Items from a dataset:
· · · ·

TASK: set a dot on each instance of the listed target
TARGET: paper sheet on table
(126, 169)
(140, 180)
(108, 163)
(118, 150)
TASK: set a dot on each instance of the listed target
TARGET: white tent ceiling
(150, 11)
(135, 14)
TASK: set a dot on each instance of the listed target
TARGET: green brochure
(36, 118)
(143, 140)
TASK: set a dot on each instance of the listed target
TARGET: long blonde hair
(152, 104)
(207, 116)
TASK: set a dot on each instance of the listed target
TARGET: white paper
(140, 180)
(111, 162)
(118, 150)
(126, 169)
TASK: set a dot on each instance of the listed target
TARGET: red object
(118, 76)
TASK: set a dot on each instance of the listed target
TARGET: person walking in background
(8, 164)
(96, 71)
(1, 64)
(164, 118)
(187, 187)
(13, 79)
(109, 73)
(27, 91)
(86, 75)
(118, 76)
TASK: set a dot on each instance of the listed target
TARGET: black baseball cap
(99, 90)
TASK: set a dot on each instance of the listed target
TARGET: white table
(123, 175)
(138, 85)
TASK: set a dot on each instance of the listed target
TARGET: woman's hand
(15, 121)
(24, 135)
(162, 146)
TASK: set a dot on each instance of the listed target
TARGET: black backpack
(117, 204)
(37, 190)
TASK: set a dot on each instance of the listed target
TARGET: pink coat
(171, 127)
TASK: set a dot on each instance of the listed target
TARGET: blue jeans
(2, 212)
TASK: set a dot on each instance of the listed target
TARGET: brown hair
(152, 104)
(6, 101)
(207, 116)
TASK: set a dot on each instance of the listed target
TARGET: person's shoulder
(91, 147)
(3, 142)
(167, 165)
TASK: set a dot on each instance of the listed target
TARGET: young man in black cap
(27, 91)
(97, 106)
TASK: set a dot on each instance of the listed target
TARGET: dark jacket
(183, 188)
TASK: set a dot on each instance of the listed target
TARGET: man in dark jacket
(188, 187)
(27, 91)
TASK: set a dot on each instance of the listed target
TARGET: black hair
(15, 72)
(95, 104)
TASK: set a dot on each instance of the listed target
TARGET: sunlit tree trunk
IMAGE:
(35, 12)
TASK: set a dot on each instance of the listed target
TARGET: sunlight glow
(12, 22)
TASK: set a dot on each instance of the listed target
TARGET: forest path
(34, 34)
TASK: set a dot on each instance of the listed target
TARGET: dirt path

· · · ·

## TASK TO CARRY OUT
Each of the lines from the one holding "TARGET: young man in black cap" through the final line of the entries is to be set down exactly, and no others.

## WRITTEN RESPONSE
TARGET: young man in black cap
(27, 91)
(97, 106)
TASK: set a dot on each instance of the listed target
TARGET: dark jacket
(183, 188)
TASK: set a dot on each instance of the listed target
TARGET: man in dark jacket
(188, 187)
(27, 91)
TASK: set a dot on each instance of the listed target
TARGET: black hair
(15, 72)
(95, 104)
TASK: set a dot on each instance of the listed target
TARGET: sunlit tree trunk
IMAGE:
(35, 12)
TASK: set a dot on each instance of the listed target
TARGET: sunlight glow
(12, 22)
TASK: set a dot on each instance of the listed target
TARGET: forest path
(34, 34)
TASK: set a dot on each instance of the listed target
TARGET: dirt path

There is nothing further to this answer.